◆ **Problem statement**
Print out every record below, exactly as written.

◆ **Stored data entries**
┌────────
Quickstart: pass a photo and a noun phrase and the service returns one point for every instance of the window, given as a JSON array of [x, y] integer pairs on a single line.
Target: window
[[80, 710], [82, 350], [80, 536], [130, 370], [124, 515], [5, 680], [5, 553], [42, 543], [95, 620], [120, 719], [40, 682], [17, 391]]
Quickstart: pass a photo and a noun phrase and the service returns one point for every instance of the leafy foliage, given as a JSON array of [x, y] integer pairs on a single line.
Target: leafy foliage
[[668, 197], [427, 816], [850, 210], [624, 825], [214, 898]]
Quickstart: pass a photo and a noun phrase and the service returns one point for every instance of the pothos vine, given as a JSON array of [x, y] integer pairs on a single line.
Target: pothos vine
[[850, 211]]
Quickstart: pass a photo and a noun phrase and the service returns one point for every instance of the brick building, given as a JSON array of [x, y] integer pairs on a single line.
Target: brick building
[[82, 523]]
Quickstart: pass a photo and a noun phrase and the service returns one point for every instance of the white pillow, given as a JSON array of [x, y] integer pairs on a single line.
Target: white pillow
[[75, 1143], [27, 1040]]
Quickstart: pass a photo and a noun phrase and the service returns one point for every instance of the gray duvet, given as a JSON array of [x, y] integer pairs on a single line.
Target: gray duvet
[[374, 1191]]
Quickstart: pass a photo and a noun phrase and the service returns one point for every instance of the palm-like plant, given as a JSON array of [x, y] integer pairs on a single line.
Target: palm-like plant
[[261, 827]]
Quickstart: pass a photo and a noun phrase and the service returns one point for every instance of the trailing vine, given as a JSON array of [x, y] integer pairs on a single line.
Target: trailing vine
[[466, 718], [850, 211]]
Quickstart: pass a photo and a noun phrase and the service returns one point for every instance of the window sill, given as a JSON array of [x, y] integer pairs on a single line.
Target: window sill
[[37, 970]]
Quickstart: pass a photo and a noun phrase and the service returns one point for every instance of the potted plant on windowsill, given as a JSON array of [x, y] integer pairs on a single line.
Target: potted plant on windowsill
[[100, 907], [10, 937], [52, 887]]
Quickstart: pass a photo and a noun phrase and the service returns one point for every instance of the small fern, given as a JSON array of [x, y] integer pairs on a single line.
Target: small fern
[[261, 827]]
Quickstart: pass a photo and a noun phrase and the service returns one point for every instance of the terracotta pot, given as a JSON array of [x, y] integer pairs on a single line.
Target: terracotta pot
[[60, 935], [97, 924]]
└────────
◆ **Task response**
Quickstart: pass a photo and a noun phrase and the service returns one point for every instance of the window, given as a JSON array of [x, y] integer pairs on a single line.
Target: window
[[80, 710], [82, 350], [80, 536], [130, 370], [124, 515], [5, 680], [5, 553], [42, 543], [95, 620], [120, 719], [40, 682], [17, 391]]
Quickstart: pass a photo and a noun phrase and the service returns one point for every instance of the leafy foliage, given as a JSON array of [x, y] integer pairs on a single line.
Target: leafy foliage
[[668, 197], [427, 816], [850, 210], [624, 825], [214, 898]]
Quickstart: pass a photo and a noun phrase and the service returns one point for every instance of the pothos vine, given as a JSON array of [x, y] integer pairs on a single line.
Target: pothos vine
[[850, 211]]
Quickstart: pass a photo and a noun phrase and the service returns one point for every instance of the brick building, given as a JSON array of [x, y] integer pairs on a single line.
Target: brick building
[[82, 523]]
Quickstart: pass a photo and a noun phrase and the service returns one point for every instance of the white pillow, given as a JSON array of [x, y] integer pairs on a single line.
Target: white pillow
[[75, 1143], [27, 1040]]
Quickstart: pass a photo and a noun phrase and the service returns one point for every instance of the gray duvet, given as a JSON array of [x, y] integer pairs on a single line.
Target: gray duvet
[[374, 1191]]
Quickstart: pass a photo and a noun phrase and the service returns one point for every instance of the palm-like plant, given as a JSON array of [x, y] integer pairs on a single line.
Target: palm-like plant
[[261, 827]]
Quickstart: pass a photo and a noun phrase and the service returns one point for every instance of the trailing vine, given as a JSON array of [x, y] integer pairs on a single line.
Target: trailing vine
[[466, 718], [850, 211]]
Quickstart: pass a photo and a noun phrase and the service returns one point for every instance of the window sill, given as a JSON array of [x, y] integer pairs on a single line.
Target: window sill
[[37, 970]]
Quickstart: pass a photo and a noun phrase and the service returns one point for every instance of the potted plant on windowsill, given as a JSON array of [x, y] integer pairs on a single line.
Target: potted plant on windowsill
[[100, 907], [10, 937], [52, 887]]
Quickstart: pass a photo and a noun phrase and the service returns one point for every instance of the small fern, given as a JSON array of [x, y] integer pairs on a single line.
Target: small fern
[[261, 827]]
Quickstart: pass a photo and a noun phrase and the service returns one point for every instance of the terracotta pot, given as a JSON array of [x, y] integer pairs on a single line.
Target: terracotta pot
[[60, 935], [97, 924]]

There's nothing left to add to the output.